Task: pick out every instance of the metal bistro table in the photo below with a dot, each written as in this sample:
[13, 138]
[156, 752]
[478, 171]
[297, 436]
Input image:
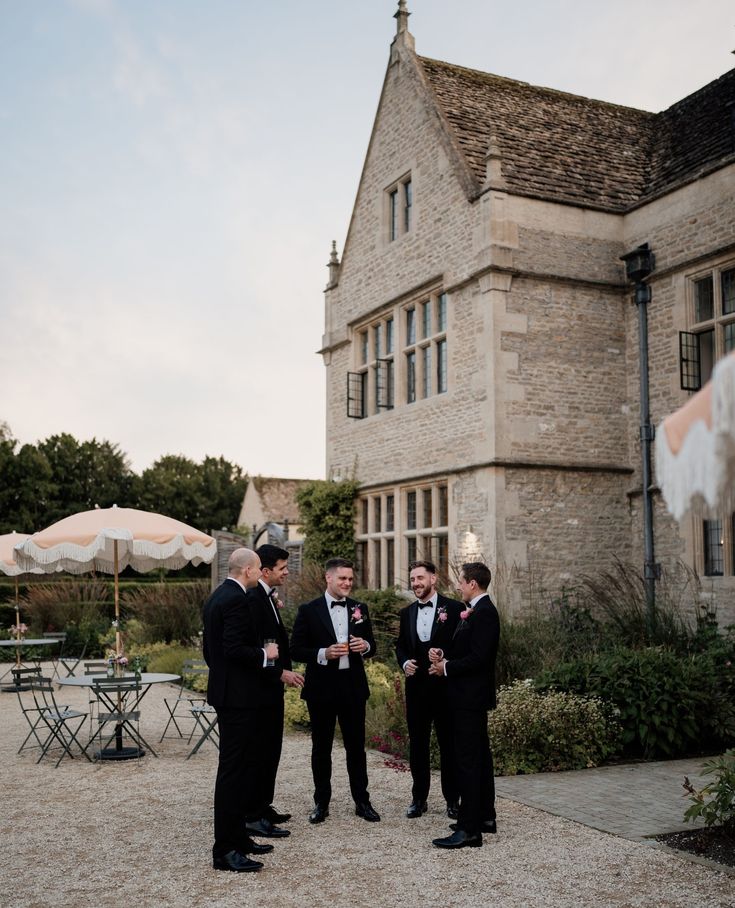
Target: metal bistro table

------------------------------------------------------------

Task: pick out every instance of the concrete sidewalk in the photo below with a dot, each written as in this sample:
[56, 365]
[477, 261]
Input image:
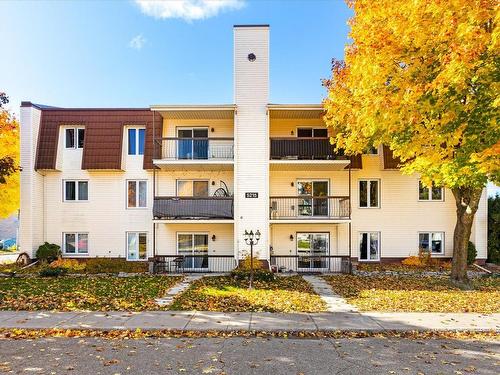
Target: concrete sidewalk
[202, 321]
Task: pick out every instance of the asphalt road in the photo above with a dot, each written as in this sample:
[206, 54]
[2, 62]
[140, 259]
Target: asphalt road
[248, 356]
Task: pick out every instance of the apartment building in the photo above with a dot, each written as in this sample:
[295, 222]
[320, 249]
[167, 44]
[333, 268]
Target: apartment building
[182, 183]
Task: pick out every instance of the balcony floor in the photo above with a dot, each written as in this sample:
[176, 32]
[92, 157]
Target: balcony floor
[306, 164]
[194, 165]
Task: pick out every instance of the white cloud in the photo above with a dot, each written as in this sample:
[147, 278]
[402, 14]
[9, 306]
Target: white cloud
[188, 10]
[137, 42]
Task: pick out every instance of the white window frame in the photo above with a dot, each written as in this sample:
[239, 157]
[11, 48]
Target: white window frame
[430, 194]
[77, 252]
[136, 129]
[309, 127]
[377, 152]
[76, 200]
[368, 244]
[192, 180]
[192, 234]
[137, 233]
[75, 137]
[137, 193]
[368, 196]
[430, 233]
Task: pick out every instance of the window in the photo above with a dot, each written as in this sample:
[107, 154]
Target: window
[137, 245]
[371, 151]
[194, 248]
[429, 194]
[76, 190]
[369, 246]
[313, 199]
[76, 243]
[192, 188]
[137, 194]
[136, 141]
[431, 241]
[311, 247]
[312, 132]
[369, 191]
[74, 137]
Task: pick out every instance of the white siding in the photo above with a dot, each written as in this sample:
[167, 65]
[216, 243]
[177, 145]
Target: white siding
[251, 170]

------------------------------------------------------------

TASK TO CARRY OUT: Which lines above hold the string "table"? Show each of them.

ANSWER SPACE:
Task: pick out every instance of the metal bistro table in the photo below with a dot, each written as in this sample:
Target: metal bistro table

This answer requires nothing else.